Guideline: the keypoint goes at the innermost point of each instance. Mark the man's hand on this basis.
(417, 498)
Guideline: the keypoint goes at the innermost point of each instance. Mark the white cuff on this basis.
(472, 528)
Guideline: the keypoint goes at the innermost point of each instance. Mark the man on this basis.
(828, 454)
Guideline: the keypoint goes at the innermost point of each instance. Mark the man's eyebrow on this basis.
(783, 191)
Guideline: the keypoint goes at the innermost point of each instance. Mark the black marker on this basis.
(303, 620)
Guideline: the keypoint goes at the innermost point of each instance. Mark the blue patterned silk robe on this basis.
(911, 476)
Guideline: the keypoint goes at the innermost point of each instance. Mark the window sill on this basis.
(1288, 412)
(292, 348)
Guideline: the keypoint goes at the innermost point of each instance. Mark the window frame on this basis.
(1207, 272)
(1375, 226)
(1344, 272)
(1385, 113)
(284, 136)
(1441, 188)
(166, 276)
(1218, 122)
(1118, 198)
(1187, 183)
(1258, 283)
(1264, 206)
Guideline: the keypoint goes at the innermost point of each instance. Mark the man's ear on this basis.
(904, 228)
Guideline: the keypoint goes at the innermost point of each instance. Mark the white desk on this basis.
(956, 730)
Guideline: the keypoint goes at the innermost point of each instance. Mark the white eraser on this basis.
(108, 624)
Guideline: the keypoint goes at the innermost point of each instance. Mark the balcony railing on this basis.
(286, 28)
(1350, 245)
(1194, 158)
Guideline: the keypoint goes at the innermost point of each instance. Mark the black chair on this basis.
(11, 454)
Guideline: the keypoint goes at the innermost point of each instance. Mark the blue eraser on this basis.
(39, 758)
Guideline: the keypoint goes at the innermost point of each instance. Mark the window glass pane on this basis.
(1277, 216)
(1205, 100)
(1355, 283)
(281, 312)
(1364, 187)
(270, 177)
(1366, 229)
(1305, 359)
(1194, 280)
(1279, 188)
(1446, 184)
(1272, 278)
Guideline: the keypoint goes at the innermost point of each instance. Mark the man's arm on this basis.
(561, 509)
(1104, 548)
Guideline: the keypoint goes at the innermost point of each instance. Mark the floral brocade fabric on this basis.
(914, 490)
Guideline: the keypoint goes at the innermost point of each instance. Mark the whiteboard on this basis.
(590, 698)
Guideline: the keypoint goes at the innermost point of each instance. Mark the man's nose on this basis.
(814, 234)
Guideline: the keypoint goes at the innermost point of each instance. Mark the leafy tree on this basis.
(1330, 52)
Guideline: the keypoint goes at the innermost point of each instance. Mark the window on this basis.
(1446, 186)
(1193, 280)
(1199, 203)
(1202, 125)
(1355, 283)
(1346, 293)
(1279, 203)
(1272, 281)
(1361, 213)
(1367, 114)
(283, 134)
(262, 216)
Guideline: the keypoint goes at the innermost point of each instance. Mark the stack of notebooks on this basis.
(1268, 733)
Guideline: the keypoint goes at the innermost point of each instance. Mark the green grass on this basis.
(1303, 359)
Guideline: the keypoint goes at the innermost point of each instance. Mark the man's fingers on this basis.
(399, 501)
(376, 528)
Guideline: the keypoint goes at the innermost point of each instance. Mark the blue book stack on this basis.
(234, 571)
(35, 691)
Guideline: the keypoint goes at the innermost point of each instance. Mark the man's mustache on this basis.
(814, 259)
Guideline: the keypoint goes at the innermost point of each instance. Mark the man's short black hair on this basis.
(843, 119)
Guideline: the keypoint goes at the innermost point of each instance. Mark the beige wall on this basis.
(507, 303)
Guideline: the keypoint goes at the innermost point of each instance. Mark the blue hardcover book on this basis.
################
* [TASK GOAL]:
Reproduce every line of the listing from the line with "wall on this basis." through the end of the listing, both included, multiplying each point coordinate by 2.45 and rounding it to a whole number with halves rounded up. Leave all other text on those lines unchanged.

* [WRITTEN ANSWER]:
Guideline: the keypoint goes at the innermost point of each instance. Mark the beige wall on this basis.
(1242, 742)
Guideline: the keypoint goes at the innermost point of each instance. Mark the blue hardcover book on this basis.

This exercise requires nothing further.